TAREFA A: Localize e copie cada linha da listagem abaixo que contenha a palavra "horse", levando em conta a diferença entre maiúsculas e minúsculas.
____ TRECHO APRESENTADO
Continuamos no capítulo VI da Exortação Apostólica Amoris Laetitia, do Papa Francisco, que trata de lançar luzes sobre algumas perspectivas pastorais no complexo universo da família neste início de milênio.

Antes de tudo, é preciso ter a consciência de que o amor é chamado a amadurecer com a experiência da vida. Nesse processo, não existe imunidade a crises, angústias e sofrimentos. É entre dores e obstáculos que a alegria do amor se revela, especialmente quando se trata da vida conjugal e familiar. Na verdade, “cada crise esconde uma boa notícia, que é preciso saber escutar, afinando os ouvidos do coração” (AL 232).

Crises são oportunidades de reaprender o valor do perdão e do sonho. “Cada crise é como um novo ‘sim’ que torna possível o amor amadurecer reforçado, transfigurado, amadurecido, iluminado” (AL 238). É preciso, para tanto, uma atitude de abertura constante e acolhida solidária, para discernir caminhos de libertação e cura de feridas graves e imaturidades.

Uma das mais graves feridas para o matrimônio, sem dúvida, é a separação e o divórcio. É um remédio extremo e amargo, motivado pelos mais diversos sentimentos e situações. Antes de estabelecer qualquer julgamento, é necessário criar condições para um caminho de mediação, de reconciliação, de perdão, mesmo que não haja mais tentativas de reatar a união. Um lar que se desfaz sempre traz consigo dores e desilusões, frustações e desesperança. Gesto concreto de amor, nessa situação, é acolher cada pessoa com ternura e bondade, sem invasão nem pressão. Compaixão. As lágrimas, o colo e o tempo ajudam a suavizar a cicatriz.

Aqueles que optam por seguir a vida por meio de uma nova união devem, com todo zelo, ser acolhidos na comunidade de fé, não obstante sua situação singular e especial. “Estas situações ‘exigem um atento discernimento e um acompanhamento com grande respeito, evitando qualquer linguagem e atitude que as faça sentir discriminadas e promovendo a sua participação na vida da comunidade’” (AL 243). Uma das formas de ajudar é dar a conhecer os caminhos para um processo de nulidade matrimonial (quase sempre possíveis).

Um cuidado especial deve ser dedicado aos filhos dessas uniões que não vingaram. Eles devem ocupar uma preocupação central, pois são, na maioria das vezes, os mais vulneráveis e incapazes de lidar com a situação constrangedora e desconcertante. Além disso, quase sempre são os infelizes alvos de disputas judiciais e emocionais, que afetam drasticamente sua vida interior e comprometem a sadia formação de sua personalidade. Conclui o Papa: “Por isso, sem dúvida, a nossa tarefa pastoral mais importante relativamente às famílias é reforçar o amor e ajudar a curar as feridas, para podermos impedir o avanço deste drama do nosso tempo” (AL 246).
________
TAREFA B: Duplique literalmente o trecho do texto acima sobre o capítulo VI da Amoris Laetitia, começando nas palavras "Aqueles que optam" e parando logo após "(quase sempre possíveis).".
____ DADOS APRESENTADOS
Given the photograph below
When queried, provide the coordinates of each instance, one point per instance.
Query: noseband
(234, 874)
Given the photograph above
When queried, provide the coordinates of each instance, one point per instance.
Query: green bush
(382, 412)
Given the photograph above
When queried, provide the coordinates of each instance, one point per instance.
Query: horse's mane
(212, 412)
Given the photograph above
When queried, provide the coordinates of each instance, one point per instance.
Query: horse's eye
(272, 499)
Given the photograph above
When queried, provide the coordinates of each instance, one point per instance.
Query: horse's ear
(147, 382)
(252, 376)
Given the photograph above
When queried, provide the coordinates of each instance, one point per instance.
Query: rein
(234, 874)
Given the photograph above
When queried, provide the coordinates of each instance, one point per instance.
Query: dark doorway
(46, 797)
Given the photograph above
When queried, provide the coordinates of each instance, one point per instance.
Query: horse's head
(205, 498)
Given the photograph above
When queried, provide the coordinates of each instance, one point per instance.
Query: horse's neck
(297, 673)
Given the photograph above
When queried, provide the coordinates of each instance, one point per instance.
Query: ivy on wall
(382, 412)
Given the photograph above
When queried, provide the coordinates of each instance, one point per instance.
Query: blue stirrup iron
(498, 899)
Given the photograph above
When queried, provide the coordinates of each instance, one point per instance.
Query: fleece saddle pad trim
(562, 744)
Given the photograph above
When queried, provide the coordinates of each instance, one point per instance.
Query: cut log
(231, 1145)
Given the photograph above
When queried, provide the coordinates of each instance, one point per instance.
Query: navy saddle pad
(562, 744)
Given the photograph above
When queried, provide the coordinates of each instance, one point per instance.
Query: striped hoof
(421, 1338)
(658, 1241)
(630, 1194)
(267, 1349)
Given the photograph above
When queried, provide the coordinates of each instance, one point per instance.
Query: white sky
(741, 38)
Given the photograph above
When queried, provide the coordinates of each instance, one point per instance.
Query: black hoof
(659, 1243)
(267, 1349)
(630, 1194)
________
RESPOSTA COMPLETA A:
Query: horse's mane
Query: horse's eye
Query: horse's ear
Query: horse's head
Query: horse's neck

RESPOSTA COMPLETA B:
Aqueles que optam por seguir a vida por meio de uma nova união devem, com todo zelo, ser acolhidos na comunidade de fé, não obstante sua situação singular e especial. “Estas situações ‘exigem um atento discernimento e um acompanhamento com grande respeito, evitando qualquer linguagem e atitude que as faça sentir discriminadas e promovendo a sua participação na vida da comunidade’” (AL 243). Uma das formas de ajudar é dar a conhecer os caminhos para um processo de nulidade matrimonial (quase sempre possíveis).